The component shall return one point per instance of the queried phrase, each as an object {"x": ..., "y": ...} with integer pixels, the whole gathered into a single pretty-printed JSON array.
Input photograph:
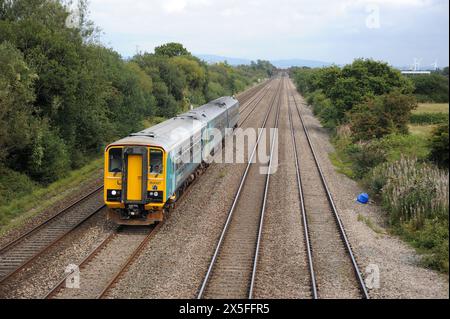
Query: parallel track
[
  {"x": 20, "y": 252},
  {"x": 99, "y": 280},
  {"x": 120, "y": 270},
  {"x": 231, "y": 272},
  {"x": 308, "y": 214}
]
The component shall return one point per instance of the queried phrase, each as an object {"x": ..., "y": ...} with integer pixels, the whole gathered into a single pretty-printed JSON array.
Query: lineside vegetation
[
  {"x": 369, "y": 107},
  {"x": 64, "y": 95}
]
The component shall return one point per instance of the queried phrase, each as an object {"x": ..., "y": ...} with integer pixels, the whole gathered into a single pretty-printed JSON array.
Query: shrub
[
  {"x": 49, "y": 160},
  {"x": 323, "y": 108},
  {"x": 366, "y": 156},
  {"x": 429, "y": 118},
  {"x": 381, "y": 116},
  {"x": 13, "y": 184},
  {"x": 439, "y": 146},
  {"x": 413, "y": 191}
]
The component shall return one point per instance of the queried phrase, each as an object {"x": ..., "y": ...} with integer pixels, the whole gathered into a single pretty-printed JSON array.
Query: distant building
[{"x": 416, "y": 72}]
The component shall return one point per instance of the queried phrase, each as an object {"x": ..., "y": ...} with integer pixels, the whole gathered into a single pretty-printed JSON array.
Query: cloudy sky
[{"x": 396, "y": 31}]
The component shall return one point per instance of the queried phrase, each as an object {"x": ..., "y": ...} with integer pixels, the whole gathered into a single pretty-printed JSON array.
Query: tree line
[
  {"x": 64, "y": 95},
  {"x": 367, "y": 106}
]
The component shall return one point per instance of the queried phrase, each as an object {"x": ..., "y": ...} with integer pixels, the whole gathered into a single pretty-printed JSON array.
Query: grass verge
[{"x": 17, "y": 211}]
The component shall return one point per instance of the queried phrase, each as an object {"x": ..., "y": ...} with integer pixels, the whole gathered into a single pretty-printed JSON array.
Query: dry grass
[{"x": 421, "y": 130}]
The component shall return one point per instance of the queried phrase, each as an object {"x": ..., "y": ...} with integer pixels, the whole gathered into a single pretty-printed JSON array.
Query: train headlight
[{"x": 113, "y": 195}]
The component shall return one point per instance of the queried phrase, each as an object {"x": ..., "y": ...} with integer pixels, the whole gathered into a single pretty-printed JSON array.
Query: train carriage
[{"x": 146, "y": 172}]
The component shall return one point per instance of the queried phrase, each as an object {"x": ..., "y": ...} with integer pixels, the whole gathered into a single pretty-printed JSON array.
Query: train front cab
[{"x": 135, "y": 184}]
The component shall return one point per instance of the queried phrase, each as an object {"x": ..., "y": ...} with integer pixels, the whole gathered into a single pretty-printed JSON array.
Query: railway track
[
  {"x": 231, "y": 272},
  {"x": 103, "y": 267},
  {"x": 334, "y": 272},
  {"x": 247, "y": 104},
  {"x": 245, "y": 96},
  {"x": 20, "y": 252}
]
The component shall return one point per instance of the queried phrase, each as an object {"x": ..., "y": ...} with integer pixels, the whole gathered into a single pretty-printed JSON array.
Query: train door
[
  {"x": 135, "y": 177},
  {"x": 156, "y": 173}
]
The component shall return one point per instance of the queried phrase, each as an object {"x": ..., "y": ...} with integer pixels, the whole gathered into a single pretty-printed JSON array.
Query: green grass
[
  {"x": 18, "y": 210},
  {"x": 421, "y": 130},
  {"x": 432, "y": 108},
  {"x": 371, "y": 225},
  {"x": 342, "y": 166}
]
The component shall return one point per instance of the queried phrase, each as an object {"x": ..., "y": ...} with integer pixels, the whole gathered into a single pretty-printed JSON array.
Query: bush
[
  {"x": 323, "y": 108},
  {"x": 413, "y": 191},
  {"x": 366, "y": 156},
  {"x": 429, "y": 118},
  {"x": 439, "y": 146},
  {"x": 49, "y": 160},
  {"x": 431, "y": 88},
  {"x": 13, "y": 184}
]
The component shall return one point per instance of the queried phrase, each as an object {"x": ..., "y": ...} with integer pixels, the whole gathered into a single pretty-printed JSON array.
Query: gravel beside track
[
  {"x": 175, "y": 260},
  {"x": 332, "y": 265},
  {"x": 15, "y": 256},
  {"x": 400, "y": 273},
  {"x": 283, "y": 269},
  {"x": 231, "y": 271},
  {"x": 47, "y": 270}
]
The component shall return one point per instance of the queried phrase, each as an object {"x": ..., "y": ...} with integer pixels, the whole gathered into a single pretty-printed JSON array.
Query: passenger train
[{"x": 146, "y": 172}]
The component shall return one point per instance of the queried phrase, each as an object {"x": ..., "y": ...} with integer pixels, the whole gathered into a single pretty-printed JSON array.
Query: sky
[{"x": 336, "y": 31}]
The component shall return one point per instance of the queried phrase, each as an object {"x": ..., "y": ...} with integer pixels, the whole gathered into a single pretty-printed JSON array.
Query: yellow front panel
[{"x": 134, "y": 178}]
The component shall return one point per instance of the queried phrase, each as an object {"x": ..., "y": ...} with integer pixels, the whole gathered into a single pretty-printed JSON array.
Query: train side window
[
  {"x": 156, "y": 162},
  {"x": 115, "y": 160}
]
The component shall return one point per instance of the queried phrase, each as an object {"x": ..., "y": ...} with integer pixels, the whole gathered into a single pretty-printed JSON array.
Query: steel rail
[
  {"x": 266, "y": 192},
  {"x": 129, "y": 261},
  {"x": 236, "y": 198},
  {"x": 303, "y": 209},
  {"x": 249, "y": 101},
  {"x": 41, "y": 251},
  {"x": 250, "y": 93},
  {"x": 254, "y": 106},
  {"x": 37, "y": 227},
  {"x": 361, "y": 283},
  {"x": 84, "y": 262}
]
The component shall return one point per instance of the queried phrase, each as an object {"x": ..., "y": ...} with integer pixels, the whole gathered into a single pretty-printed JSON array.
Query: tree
[
  {"x": 381, "y": 115},
  {"x": 439, "y": 146},
  {"x": 431, "y": 88},
  {"x": 16, "y": 98},
  {"x": 171, "y": 49}
]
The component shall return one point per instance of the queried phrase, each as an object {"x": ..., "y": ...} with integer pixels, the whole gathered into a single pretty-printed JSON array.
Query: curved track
[
  {"x": 334, "y": 272},
  {"x": 233, "y": 265},
  {"x": 22, "y": 251},
  {"x": 101, "y": 269}
]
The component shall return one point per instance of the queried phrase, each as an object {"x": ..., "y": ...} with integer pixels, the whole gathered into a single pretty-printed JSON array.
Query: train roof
[{"x": 170, "y": 133}]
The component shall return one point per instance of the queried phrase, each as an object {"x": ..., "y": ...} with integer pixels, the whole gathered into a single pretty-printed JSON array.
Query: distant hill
[
  {"x": 209, "y": 58},
  {"x": 284, "y": 64}
]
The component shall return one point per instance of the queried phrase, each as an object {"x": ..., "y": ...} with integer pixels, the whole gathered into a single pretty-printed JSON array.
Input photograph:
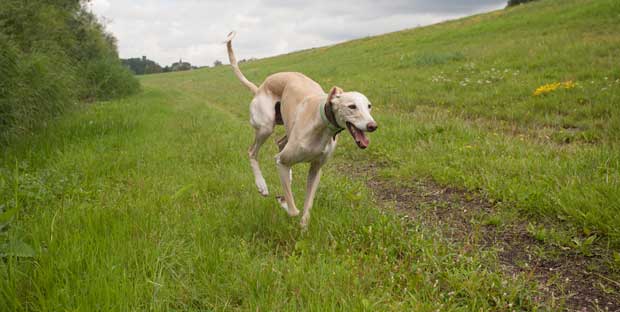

:::::

*What you need to do:* Output nothing but the entries above, exactly, once the pictures are removed.

*Result for this task:*
The component shall return one point per instance of the queried phrase, each as an object {"x": ..., "y": ...} with integer pixels, the whole gathered into a single pretty-printed JSON array.
Input photograph:
Query: parallel track
[
  {"x": 20, "y": 252},
  {"x": 99, "y": 280},
  {"x": 120, "y": 270},
  {"x": 231, "y": 272},
  {"x": 308, "y": 214}
]
The component shall return one point per instance of the queried phrase, each as an object {"x": ..., "y": ...} with integer pixels, the whole gathered into a single pretty-printed JSON array.
Query: lineside vegetation
[
  {"x": 369, "y": 107},
  {"x": 64, "y": 95}
]
The component shall return one point per instance of the queried phrase, each as an object {"x": ..., "y": ...} with integer pixels, the whole gathered into a single pretty-printed JSON array.
Query: shrub
[
  {"x": 49, "y": 160},
  {"x": 323, "y": 108},
  {"x": 366, "y": 156},
  {"x": 429, "y": 118},
  {"x": 381, "y": 116},
  {"x": 13, "y": 184},
  {"x": 439, "y": 146},
  {"x": 413, "y": 191}
]
The component shall return one point per instance of the queried phrase, each as an object {"x": ..., "y": ...} with integer pixels, the whole gathered into a single pretty-printed JSON array.
Query: distant building
[{"x": 416, "y": 72}]
The component shall return one point per instance of the queried phrase, each as an object {"x": ..., "y": ...} with integer pixels, the whole gathered into a single pretty-printed JSON array.
Query: cloudy sky
[{"x": 396, "y": 31}]
The component shall return one point per instance of the queried phrase, each as an object {"x": ..., "y": ...} with integer pixels, the whole gathered into a single pretty-printed JSON array.
Query: tree line
[
  {"x": 64, "y": 95},
  {"x": 367, "y": 106}
]
The component shall return one point per instance of the queried phrase, each as an object {"x": ..., "y": ...} with integer pixels, the whole gathered into a single pretty-printed JSON array.
Query: grass verge
[{"x": 17, "y": 211}]
The component shall return one point per instance of the queried phrase, each as an object {"x": ..., "y": ...} with integer pixels, the whole gathered into a single pretty-printed JSON array.
Query: dry grass
[{"x": 421, "y": 130}]
The component shall return one point per instance of the queried phrase, each as an object {"x": ..., "y": ...} with integer pixels, the whole gathered into a single pretty-printed JSON array.
Query: train headlight
[{"x": 113, "y": 195}]
The component shall return one point per instance of the queried phrase, each as an object {"x": ..., "y": ...} with integer pixels, the whole gathered into a single pretty-printed JSON array.
Query: train carriage
[{"x": 146, "y": 172}]
The component shall return one point per instance of the queried phrase, each as an object {"x": ..., "y": ...} with integer pixels, the whole gathered into a single pretty-printed JSON array.
Query: train front cab
[{"x": 135, "y": 184}]
The component shall return one point per instance of the queried phrase, each as an object {"x": ..., "y": ...} with integer pixels, the whole gathered into a single pretty-printed JSON array.
Query: railway track
[
  {"x": 231, "y": 272},
  {"x": 103, "y": 267},
  {"x": 334, "y": 272},
  {"x": 247, "y": 104},
  {"x": 245, "y": 96},
  {"x": 20, "y": 252}
]
The component shall return one point per instance of the queried phrase, each as an object {"x": ..., "y": ...} with integer pixels, the whole gathered into a single pretty-printed JSON array.
Query: train door
[
  {"x": 135, "y": 177},
  {"x": 156, "y": 173}
]
The component shall return one point per instance of the queried phrase, each as an object {"x": ..., "y": ...} with integer pixels, the whole gathered into a single pretty-printed JSON array.
Query: green grass
[
  {"x": 18, "y": 210},
  {"x": 421, "y": 130},
  {"x": 432, "y": 108},
  {"x": 371, "y": 225},
  {"x": 342, "y": 166}
]
The component shall return one point per instance of the queried phrase, each as an object {"x": ..., "y": ...} with integer pixels, the whole gathered into a single pretty-printed JSON array.
Query: bush
[
  {"x": 323, "y": 108},
  {"x": 413, "y": 191},
  {"x": 366, "y": 156},
  {"x": 429, "y": 118},
  {"x": 439, "y": 146},
  {"x": 49, "y": 160},
  {"x": 431, "y": 88},
  {"x": 13, "y": 184}
]
The component shall return one point per instance of the queried phrase, each as an object {"x": ..., "y": ...} with integer pixels, the whole gathered into a single pretty-printed JSON array.
Query: gravel beside track
[
  {"x": 175, "y": 260},
  {"x": 332, "y": 265},
  {"x": 15, "y": 256},
  {"x": 400, "y": 273},
  {"x": 283, "y": 269},
  {"x": 231, "y": 271},
  {"x": 47, "y": 270}
]
The component shall return one point per instance of the queried phrase, each as an object {"x": ..., "y": ...} with integer pixels, the whole gathered into a single pretty-printed JSON array.
Query: passenger train
[{"x": 146, "y": 172}]
The component shall return one point per instance of the queried phrase, each as an object {"x": ..., "y": ...} with integer pixels, the whole gathered into a single pretty-printed JSON array.
Query: sky
[{"x": 336, "y": 31}]
The component shall return one point per instance of the queried phrase, each as an object {"x": ..., "y": ...} with integer pixels, the whole gathered into a single pretty-printed JSON array.
Query: yellow front panel
[{"x": 134, "y": 178}]
The component shall return one point per instance of the queried phrase, each as an object {"x": ..., "y": ...} with integer pixels, the whole gathered into a single pretty-printed JSON array.
Query: train side window
[
  {"x": 156, "y": 162},
  {"x": 115, "y": 160}
]
The component shall return one point per instance of the queried phrase, each as an object {"x": ..., "y": ...} with integer pixels, the whole gathered into a single pretty-printed JSON array.
Query: steel rail
[
  {"x": 266, "y": 192},
  {"x": 129, "y": 261},
  {"x": 236, "y": 198},
  {"x": 303, "y": 209},
  {"x": 249, "y": 101},
  {"x": 41, "y": 251},
  {"x": 250, "y": 93},
  {"x": 254, "y": 106},
  {"x": 37, "y": 227},
  {"x": 361, "y": 283},
  {"x": 84, "y": 262}
]
The component shall return one point per instance of the queried phrase, each as an object {"x": ..., "y": ...} with integer pixels, the whole gathered into a single pretty-printed JSON array.
Query: tree
[
  {"x": 381, "y": 115},
  {"x": 439, "y": 146},
  {"x": 431, "y": 88},
  {"x": 16, "y": 98},
  {"x": 171, "y": 49}
]
The component shall return one point per instance of the queried phrase, each as an object {"x": ..., "y": ...} with integer pixels, the whole gathered into a single pretty-printed JSON array.
Query: curved track
[
  {"x": 334, "y": 272},
  {"x": 233, "y": 265},
  {"x": 22, "y": 251},
  {"x": 101, "y": 269}
]
The component shall return one point per instance of the queried phrase, each as an object {"x": ..., "y": ...} with integer pixels, the whole gathered into a single pretty-printed JSON array.
Query: train roof
[{"x": 170, "y": 133}]
The component shall return one point per instance of the queried phrase, each as an object {"x": ..., "y": ...} with integer pixels, the whole gathered into a single pretty-printed JSON array.
Query: distant hill
[
  {"x": 209, "y": 58},
  {"x": 284, "y": 64}
]
The component shall return one point per instance of the queried phrase, each as an object {"x": ..., "y": ...} with integer pixels, the whole gathered into a single pretty-printed JSON array.
Input photograph:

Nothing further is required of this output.